* **EXTRACT PROVIDED**
Damon then portrayed antihero Tom Ripley in The Talented Mr. Ripley (1999), a role for which he lost 25 pounds (11 kg). Damon said that he wanted to display his character's humanity and honesty on screen despite his criminal actions. An adaptation of Patricia Highsmith's 1955 novel of same name, the film costarred Jude Law, Gwyneth Paltrow and Cate Blanchett, and received praise from critics. "Damon outstandingly conveys his character's slide from innocent enthusiasm into cold calculation", according to Variety magazine. He played a fallen angel who discusses pop culture as intellectual subject matter with Affleck in Dogma (1999). The film received generally positive reviews, but proved controversial among religious groups who deemed it blasphemous.
Damon's attempts at essaying leading characters in romantic dramas such as 2000's All the Pretty Horses and The Legend of Bagger Vance were commercially and critically unsuccessful. Variety said of his work in All the Pretty Horses: "[Damon] just doesn't quite seem like a young man who's spent his life amidst the dust and dung of a Texas cattle ranch. Nor does he strike any sparks with [Penelope] Cruz." He was similarly deemed "uncomfortable being the center" of Robert Redford's The Legend of Bagger Vance.

* **THE REQUEST**
Please rewrite everything from "Damon then portrayed" down to "deemed it blasphemous." in the passage on Damon's films, swapping "antihero" for "con artist". The material after this point has no connection to the passage on Damon's films.

* **DATASET CONTENT**
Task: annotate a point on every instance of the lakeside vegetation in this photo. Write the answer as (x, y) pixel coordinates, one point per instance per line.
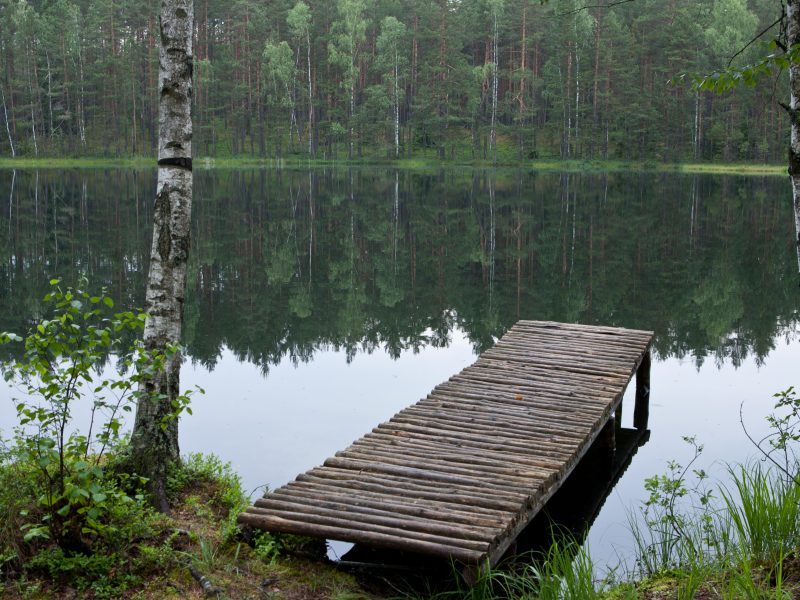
(490, 80)
(77, 522)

* **SOLUTION TO THE PROBLEM**
Damon then portrayed con artist Tom Ripley in The Talented Mr. Ripley (1999), a role for which he lost 25 pounds (11 kg). Damon said that he wanted to display his character's humanity and honesty on screen despite his criminal actions. An adaptation of Patricia Highsmith's 1955 novel of same name, the film costarred Jude Law, Gwyneth Paltrow and Cate Blanchett, and received praise from critics. "Damon outstandingly conveys his character's slide from innocent enthusiasm into cold calculation", according to Variety magazine. He played a fallen angel who discusses pop culture as intellectual subject matter with Affleck in Dogma (1999). The film received generally positive reviews, but proved controversial among religious groups who deemed it blasphemous.